= Dataset =
** Start **

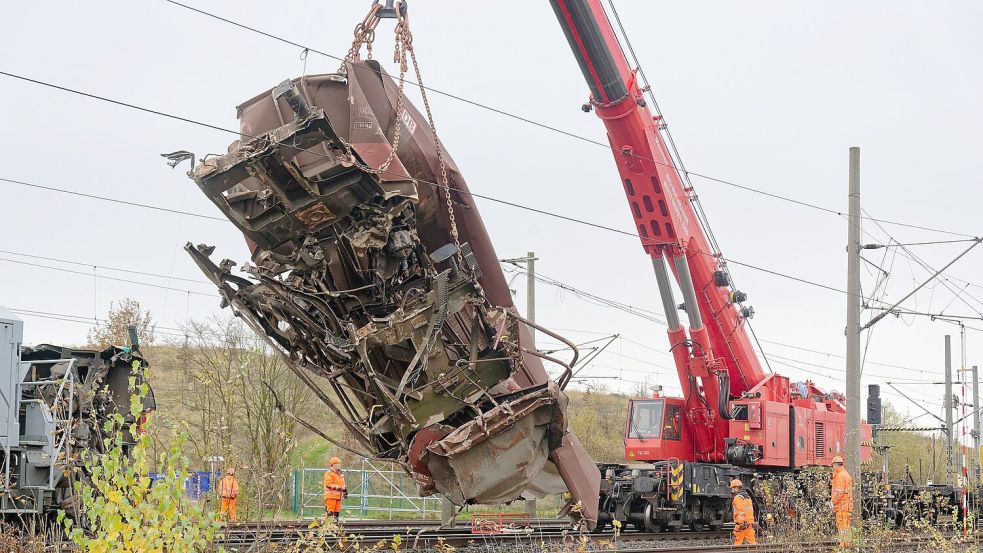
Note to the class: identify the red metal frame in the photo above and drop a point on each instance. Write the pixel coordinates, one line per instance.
(661, 206)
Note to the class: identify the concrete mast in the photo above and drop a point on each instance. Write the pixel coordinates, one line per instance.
(947, 404)
(854, 306)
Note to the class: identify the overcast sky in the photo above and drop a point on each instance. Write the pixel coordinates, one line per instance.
(768, 95)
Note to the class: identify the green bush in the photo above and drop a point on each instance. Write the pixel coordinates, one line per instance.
(123, 509)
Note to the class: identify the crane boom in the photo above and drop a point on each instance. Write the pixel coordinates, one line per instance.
(716, 359)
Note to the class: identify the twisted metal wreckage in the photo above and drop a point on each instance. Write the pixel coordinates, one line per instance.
(372, 269)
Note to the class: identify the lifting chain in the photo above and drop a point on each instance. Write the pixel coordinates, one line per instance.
(365, 34)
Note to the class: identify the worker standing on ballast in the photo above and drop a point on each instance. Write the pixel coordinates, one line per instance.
(334, 489)
(228, 490)
(841, 499)
(743, 514)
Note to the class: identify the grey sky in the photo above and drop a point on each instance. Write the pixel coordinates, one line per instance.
(764, 94)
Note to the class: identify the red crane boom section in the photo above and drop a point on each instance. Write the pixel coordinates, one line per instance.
(714, 358)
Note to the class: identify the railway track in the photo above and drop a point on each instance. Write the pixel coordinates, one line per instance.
(428, 535)
(425, 534)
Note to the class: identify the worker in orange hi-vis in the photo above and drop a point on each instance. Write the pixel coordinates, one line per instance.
(334, 488)
(228, 490)
(743, 514)
(841, 499)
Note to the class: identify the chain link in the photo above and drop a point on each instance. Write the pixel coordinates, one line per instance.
(404, 45)
(444, 181)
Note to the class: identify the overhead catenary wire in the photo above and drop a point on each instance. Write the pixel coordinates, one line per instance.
(84, 264)
(103, 277)
(476, 195)
(114, 200)
(555, 129)
(438, 185)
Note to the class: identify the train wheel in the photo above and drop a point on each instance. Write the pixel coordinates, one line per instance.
(650, 524)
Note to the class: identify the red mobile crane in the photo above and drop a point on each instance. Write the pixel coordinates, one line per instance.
(733, 419)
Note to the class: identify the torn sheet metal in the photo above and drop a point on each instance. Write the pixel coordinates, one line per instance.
(356, 276)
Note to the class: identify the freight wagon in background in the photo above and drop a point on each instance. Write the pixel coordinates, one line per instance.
(54, 402)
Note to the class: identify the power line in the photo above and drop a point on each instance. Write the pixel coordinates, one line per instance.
(552, 128)
(441, 186)
(114, 200)
(103, 277)
(196, 281)
(85, 320)
(653, 316)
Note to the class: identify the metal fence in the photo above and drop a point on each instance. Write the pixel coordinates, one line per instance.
(375, 488)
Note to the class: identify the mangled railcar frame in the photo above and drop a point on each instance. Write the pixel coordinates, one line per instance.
(369, 272)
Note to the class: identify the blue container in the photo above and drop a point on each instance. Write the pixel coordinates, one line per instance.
(198, 483)
(204, 481)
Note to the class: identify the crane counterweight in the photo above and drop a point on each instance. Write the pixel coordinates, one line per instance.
(732, 419)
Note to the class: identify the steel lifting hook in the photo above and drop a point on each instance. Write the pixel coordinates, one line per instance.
(392, 10)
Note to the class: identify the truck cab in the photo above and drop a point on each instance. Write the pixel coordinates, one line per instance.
(656, 430)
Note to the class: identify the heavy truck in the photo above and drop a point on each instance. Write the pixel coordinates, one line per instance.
(733, 420)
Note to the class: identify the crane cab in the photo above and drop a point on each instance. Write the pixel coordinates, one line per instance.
(656, 430)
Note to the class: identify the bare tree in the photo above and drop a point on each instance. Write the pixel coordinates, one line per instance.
(121, 316)
(230, 410)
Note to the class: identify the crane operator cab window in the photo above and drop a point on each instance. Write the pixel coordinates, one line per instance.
(654, 419)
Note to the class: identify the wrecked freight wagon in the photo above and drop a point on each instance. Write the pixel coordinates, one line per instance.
(375, 272)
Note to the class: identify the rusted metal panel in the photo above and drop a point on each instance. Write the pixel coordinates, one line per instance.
(356, 276)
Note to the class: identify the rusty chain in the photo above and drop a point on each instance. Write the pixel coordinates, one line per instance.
(365, 34)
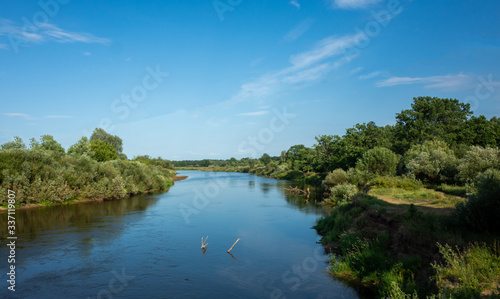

** End **

= Written exercise =
Pull out each line of the items above that contains the word "freight", and list those lines.

= Answer =
Note to the class: identify the freight wagon in background in the photo above and drop a point on each instance. Write the pixel coordinates, one line per instance.
Note to the class: identify the wrecked freight wagon in the photo above and drop a point on each instance. Write the pixel coordinates, one line per instance.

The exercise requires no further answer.